# [TASK REQUIREMENTS]
Skip any picture you find and retype all the remaining lines exactly.

━━━━━━━━━━━━━━━━━━━━━━━━━━━━━━

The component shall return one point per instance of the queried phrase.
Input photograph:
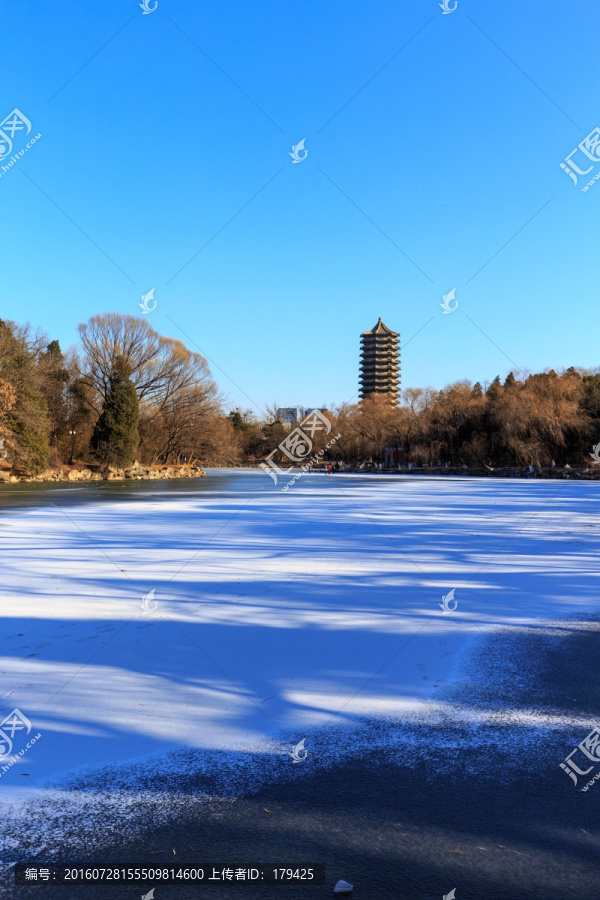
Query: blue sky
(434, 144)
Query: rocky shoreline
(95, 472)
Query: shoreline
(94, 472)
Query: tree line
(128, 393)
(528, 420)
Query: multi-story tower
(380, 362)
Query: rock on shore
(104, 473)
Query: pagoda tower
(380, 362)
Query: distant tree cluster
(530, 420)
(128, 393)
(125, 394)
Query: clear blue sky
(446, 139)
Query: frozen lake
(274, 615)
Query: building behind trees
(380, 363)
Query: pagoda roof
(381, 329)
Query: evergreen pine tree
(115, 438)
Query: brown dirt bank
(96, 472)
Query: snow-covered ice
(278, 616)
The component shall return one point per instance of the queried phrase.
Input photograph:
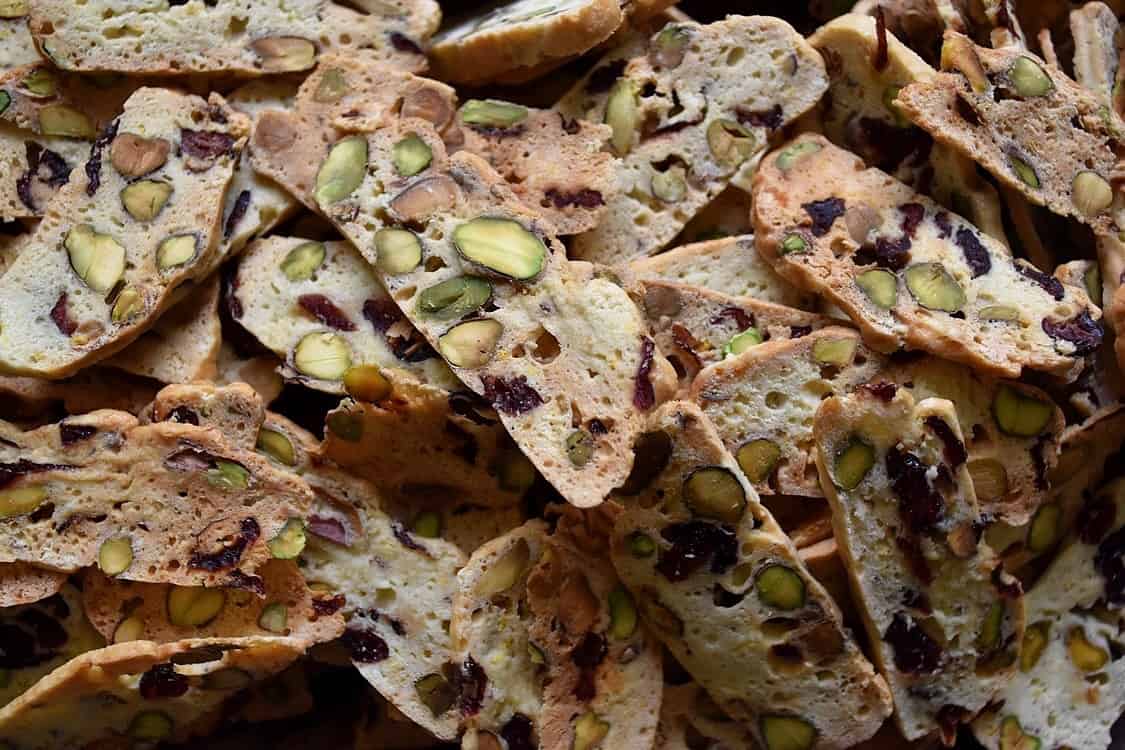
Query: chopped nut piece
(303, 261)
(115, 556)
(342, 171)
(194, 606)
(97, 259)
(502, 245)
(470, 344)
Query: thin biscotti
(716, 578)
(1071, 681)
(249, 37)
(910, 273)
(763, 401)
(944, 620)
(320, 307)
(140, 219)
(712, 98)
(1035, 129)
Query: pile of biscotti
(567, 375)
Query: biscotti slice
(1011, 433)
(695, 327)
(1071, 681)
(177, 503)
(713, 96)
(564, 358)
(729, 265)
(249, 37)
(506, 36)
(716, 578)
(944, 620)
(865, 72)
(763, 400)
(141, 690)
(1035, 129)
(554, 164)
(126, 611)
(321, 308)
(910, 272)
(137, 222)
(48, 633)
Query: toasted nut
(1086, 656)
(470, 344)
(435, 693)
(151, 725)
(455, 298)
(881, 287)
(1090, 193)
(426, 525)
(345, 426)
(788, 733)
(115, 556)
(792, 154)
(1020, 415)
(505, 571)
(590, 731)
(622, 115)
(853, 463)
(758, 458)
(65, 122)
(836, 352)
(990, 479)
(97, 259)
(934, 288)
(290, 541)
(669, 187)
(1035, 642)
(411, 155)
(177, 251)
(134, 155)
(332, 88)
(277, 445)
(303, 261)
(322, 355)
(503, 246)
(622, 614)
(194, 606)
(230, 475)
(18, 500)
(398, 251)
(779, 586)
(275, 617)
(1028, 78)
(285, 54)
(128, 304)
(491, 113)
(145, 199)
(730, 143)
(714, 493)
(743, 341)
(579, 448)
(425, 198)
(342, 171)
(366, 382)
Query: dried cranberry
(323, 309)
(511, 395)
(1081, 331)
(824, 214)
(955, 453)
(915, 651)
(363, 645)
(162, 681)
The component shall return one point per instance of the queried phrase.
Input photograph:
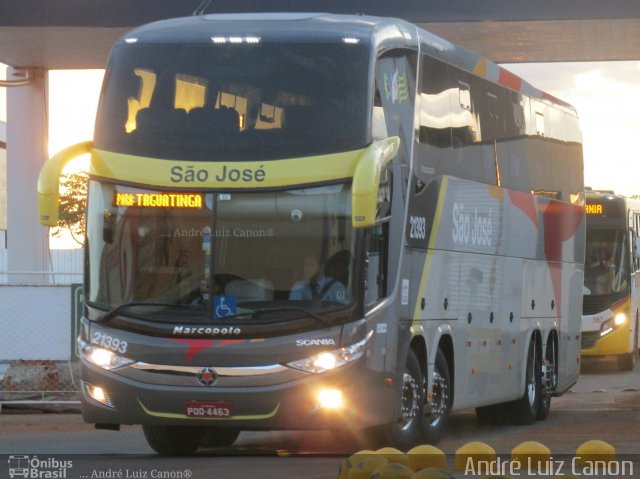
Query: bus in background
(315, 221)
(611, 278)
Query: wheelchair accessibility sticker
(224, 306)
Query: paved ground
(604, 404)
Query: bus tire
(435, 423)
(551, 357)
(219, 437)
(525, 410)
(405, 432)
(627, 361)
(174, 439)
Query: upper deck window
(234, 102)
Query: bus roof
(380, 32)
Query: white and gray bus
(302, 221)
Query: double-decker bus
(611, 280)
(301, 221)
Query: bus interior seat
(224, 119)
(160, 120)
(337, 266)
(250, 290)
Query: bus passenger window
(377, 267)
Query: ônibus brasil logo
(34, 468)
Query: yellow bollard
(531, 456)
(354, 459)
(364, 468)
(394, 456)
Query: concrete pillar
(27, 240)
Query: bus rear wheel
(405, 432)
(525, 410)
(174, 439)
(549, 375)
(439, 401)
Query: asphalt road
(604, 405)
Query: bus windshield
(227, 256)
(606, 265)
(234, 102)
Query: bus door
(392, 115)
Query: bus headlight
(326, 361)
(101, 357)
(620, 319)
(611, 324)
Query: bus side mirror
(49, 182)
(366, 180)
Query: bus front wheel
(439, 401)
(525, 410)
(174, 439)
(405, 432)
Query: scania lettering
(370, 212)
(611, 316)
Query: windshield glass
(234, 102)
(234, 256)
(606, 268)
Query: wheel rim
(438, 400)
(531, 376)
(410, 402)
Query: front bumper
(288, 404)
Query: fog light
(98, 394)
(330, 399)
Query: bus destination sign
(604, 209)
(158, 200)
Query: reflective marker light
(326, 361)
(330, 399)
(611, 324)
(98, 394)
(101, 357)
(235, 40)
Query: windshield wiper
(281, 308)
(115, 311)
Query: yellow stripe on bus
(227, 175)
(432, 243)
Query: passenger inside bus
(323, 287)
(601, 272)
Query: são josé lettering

━━━━━━━━━━━━━━━━━━━━━━━━━━━━━━

# [EXERCISE SOLUTION]
The component shall return one point per instance of the queried phrase.
Input photograph:
Query: blue sky
(434, 144)
Query: rocky shoreline
(95, 472)
Query: shoreline
(94, 472)
Query: tree line
(128, 393)
(528, 420)
Query: multi-story tower
(380, 362)
Query: rock on shore
(104, 473)
Query: pagoda tower
(380, 362)
Query: distant tree cluster
(530, 420)
(128, 393)
(125, 394)
Query: clear blue sky
(446, 139)
Query: frozen lake
(274, 615)
Query: building behind trees
(380, 363)
Query: pagoda roof
(381, 329)
Query: evergreen pine tree
(115, 438)
Query: brown dirt bank
(96, 472)
Query: snow-covered ice
(278, 616)
The component shall return one point per instance of the queried phrase.
Input photograph:
Query: chopped nut piece
(303, 261)
(115, 556)
(342, 171)
(194, 606)
(97, 259)
(502, 245)
(470, 344)
Query: thin biscotti
(716, 578)
(1071, 681)
(249, 37)
(910, 273)
(763, 401)
(944, 620)
(320, 307)
(140, 219)
(712, 98)
(1035, 129)
Query: pile of biscotti
(567, 375)
Query: biscotti slice
(1011, 433)
(695, 327)
(1071, 681)
(177, 503)
(713, 96)
(564, 358)
(729, 265)
(249, 37)
(506, 36)
(716, 578)
(944, 620)
(865, 72)
(763, 400)
(141, 690)
(1035, 129)
(554, 164)
(126, 611)
(321, 308)
(910, 272)
(137, 222)
(48, 633)
Query: toasted nut
(1086, 656)
(470, 344)
(435, 693)
(151, 725)
(455, 298)
(881, 287)
(1090, 193)
(426, 525)
(345, 426)
(788, 733)
(115, 556)
(792, 154)
(1020, 415)
(505, 571)
(590, 731)
(622, 115)
(853, 463)
(758, 458)
(65, 122)
(836, 352)
(990, 479)
(97, 259)
(934, 288)
(290, 541)
(669, 187)
(1035, 642)
(411, 155)
(177, 251)
(134, 155)
(332, 88)
(277, 445)
(303, 261)
(322, 355)
(503, 246)
(622, 614)
(194, 606)
(230, 475)
(18, 500)
(398, 251)
(779, 586)
(275, 617)
(1028, 78)
(285, 54)
(128, 304)
(491, 113)
(145, 199)
(730, 143)
(714, 493)
(743, 341)
(579, 448)
(425, 198)
(342, 171)
(366, 382)
Query: dried cranberry
(323, 309)
(511, 395)
(1081, 331)
(824, 214)
(955, 453)
(915, 651)
(363, 645)
(162, 681)
The component shall return one point per instance of the queried phrase.
Input photograph:
Query: bus in background
(315, 221)
(611, 278)
Query: wheelchair accessibility sticker
(224, 306)
Query: paved ground
(604, 404)
Query: bus tire
(435, 423)
(551, 357)
(219, 437)
(525, 410)
(405, 432)
(627, 361)
(174, 439)
Query: upper deck window
(234, 102)
Query: bus roof
(380, 32)
Query: white and gray bus
(302, 221)
Query: double-decker bus
(611, 280)
(301, 221)
Query: bus interior seat
(224, 119)
(160, 120)
(337, 266)
(250, 290)
Query: bus passenger window
(377, 267)
Query: ônibus brasil logo
(34, 468)
Query: yellow bollard
(531, 456)
(354, 459)
(364, 468)
(394, 456)
Query: concrete pillar
(27, 240)
Query: bus rear wheel
(405, 432)
(525, 410)
(174, 439)
(549, 375)
(439, 401)
Query: asphalt road
(604, 405)
Query: bus windshield
(227, 256)
(606, 265)
(234, 102)
Query: bus door
(392, 115)
Query: bus headlight
(326, 361)
(101, 357)
(620, 319)
(611, 324)
Query: bus side mirror
(49, 182)
(366, 180)
Query: bus front wheel
(439, 401)
(525, 410)
(174, 439)
(405, 432)
Query: scania lettering
(370, 212)
(611, 316)
Query: windshield glass
(234, 102)
(234, 256)
(606, 268)
Query: wheel rim
(438, 400)
(531, 376)
(410, 402)
Query: front bumper
(288, 404)
Query: fog light
(98, 394)
(330, 399)
Query: bus destination sign
(604, 209)
(158, 200)
Query: reflective marker light
(326, 361)
(330, 399)
(611, 324)
(98, 394)
(101, 357)
(235, 40)
Query: windshield wiper
(281, 308)
(115, 311)
Query: yellow stripe on bus
(227, 175)
(432, 243)
Query: passenger inside bus
(323, 287)
(601, 272)
Query: são josé lettering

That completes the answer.